WORK REQUEST 1: Rewrite the breakup advice between "You know what" and "other is cheating.", inclusive, changing "trustworthy person" to "close friend".
WORK REQUEST 2: Continue the breakup advice text from its final sentence.

To get your mind off things, focusing on the things you love most really helps. You realize that the relationship kept you distracted from achieving your goals. This is the perfect time to get engrossed in it. Is it the subject that gives you problems? Or an idea you have but haven’t worked on? Or your job assignment that is due for submission? Take this time to work on it.

You’ll feel some sort of control over these things especially when it comes out successfully. There’s this feeling of ‘I did this and it worked out.’ And this gives you hope that even though your relationship failed, there’s a lot around you that can actually succeed.

This keeps you busy in a way and adds more value to you.


Talk about your problems

You know what people say about getting your mind off things? They say, ‘If you want to forget it, don’t think or talk about it.’
 I’d have to disagree with that. Not talking or sharing your problems is much dangerous because, you have it in your mind and heart the whole time. Even if you busy yourself to get your mind off it, the truth is, every time you go to bed, it’s the last thing you think and cry about.


Talk about and share your experiences with a trustworthy person. For example, if your ex cheated on you and after the break up, you’re just putting the pieces together of the times he lied that he was visiting his parent whereas he was seeing his ex, share it with them. This helps you heal more and also enlightens another member of the universe about the signs their significant other is cheating.


Be patient

Wiping away memories and feelings isn’t a day’s work. I’m sure you’re considering buying a wand that can do a spell on you to heal and forget. I wish I could too if any existed. This process takes time. You might feel that you’re moving on and at the mention of their name or sight, you’re back to being hurt and wounded again. It happens. You feel as though it is impossible but it isn’t . It is because you cared about them at some point so, it’s hard to stop.

Don’t give up on yourself. There will be a time you’ll  look back at all these and ask yourself; ‘’Did I actually cry over him?’’


Be there for your friends

Most times, we go through life forgetting other people and make everything about ourselves. Don’t forget that as you’re going through your phase, someone out there is going through theirs. So, be there for your friends going through the same or a different problem. Believe me, there’s no bond as strong as uniting with someone who is going through the same thing as you. It forms a kind of club where there is support and independence.

SOURCE DATA:
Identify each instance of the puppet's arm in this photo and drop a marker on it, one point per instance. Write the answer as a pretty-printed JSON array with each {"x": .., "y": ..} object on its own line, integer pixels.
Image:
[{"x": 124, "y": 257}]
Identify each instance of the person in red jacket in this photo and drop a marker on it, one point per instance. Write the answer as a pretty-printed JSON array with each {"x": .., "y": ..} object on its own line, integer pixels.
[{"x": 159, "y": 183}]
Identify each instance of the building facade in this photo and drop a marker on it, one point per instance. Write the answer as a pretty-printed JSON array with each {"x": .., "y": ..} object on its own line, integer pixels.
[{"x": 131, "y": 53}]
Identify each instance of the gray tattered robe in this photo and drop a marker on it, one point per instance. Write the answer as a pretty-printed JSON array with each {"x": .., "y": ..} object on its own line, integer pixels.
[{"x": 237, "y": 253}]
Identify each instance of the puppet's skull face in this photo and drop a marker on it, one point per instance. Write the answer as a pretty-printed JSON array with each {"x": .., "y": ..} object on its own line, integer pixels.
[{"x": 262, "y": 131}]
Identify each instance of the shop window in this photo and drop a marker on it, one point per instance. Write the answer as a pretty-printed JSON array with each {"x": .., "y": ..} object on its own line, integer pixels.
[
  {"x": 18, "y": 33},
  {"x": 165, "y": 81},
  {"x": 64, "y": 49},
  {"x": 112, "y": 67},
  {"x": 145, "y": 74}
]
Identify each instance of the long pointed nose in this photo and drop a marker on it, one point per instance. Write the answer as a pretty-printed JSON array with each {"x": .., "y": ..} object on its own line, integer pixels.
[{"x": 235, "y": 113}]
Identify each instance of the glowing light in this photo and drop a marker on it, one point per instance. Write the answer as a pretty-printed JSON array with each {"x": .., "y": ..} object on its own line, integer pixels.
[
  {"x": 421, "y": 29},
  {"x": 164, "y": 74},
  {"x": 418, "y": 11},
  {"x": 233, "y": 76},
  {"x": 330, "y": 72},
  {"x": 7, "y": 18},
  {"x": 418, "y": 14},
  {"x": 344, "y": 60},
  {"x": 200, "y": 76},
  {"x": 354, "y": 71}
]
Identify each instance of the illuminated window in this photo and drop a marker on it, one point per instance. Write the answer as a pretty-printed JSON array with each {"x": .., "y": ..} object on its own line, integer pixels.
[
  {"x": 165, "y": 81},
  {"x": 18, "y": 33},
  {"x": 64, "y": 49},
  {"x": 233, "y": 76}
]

EXPECTED ANSWER 1:
You know what people say about getting your mind off things? They say, ‘If you want to forget it, don’t think or talk about it.’
 I’d have to disagree with that. Not talking or sharing your problems is much dangerous because, you have it in your mind and heart the whole time. Even if you busy yourself to get your mind off it, the truth is, every time you go to bed, it’s the last thing you think and cry about.


Talk about and share your experiences with a close friend. For example, if your ex cheated on you and after the break up, you’re just putting the pieces together of the times he lied that he was visiting his parent whereas he was seeing his ex, share it with them. This helps you heal more and also enlightens another member of the universe about the signs their significant other is cheating.

EXPECTED ANSWER 2:
Spoil yourself

After going through this self-discovery phase, It’s time to enjoy life for what it is. Go out and treat yourself. Feel the joy that comes from being independent and the pleasure that comes with self-love. Honestly, you won’t notice this until someone comes up to you to tell how different you look because, they are meeting a revised version of yourself. Your ex may even admire you.

But note to yourself, You’re not doing a make-over to tell your ex they’re missing out or something. This should be the farthest thing from your mind. Your ex shouldn’t matter to you anymore.
 People often make that mistake,they create another version of themselves and have a full-fledged make-over to get the ‘glow’ people always talk about. It’s very easy to achieve this with new style, make-up, and outfits. Humans are always moved by what they see and your ex might see you and feel you became hotter all of a sudden.

Ask yourself this question, do they want you back because they love you or because they  think you’ve moved on and now look hotter?

Glow should come from within and not your outward appearance. Don’t get me wrong, it’s good to look attractive after the break up period but, it shouldn’t be that you look good on the outside but haven’t moved on deep down.

 That being said, enjoy yourself and be the boss! you were meant to be.

In conclusion, going through a break up can be hard and takes time. Even after the following steps, you might break down at some point in frustration. It also depends on your mindset. You can decide to remain depressed or break free and move on. It’s a bitter pill to swallow but you have to face the hurt and deal with it. Dress up, boss up, and get over it!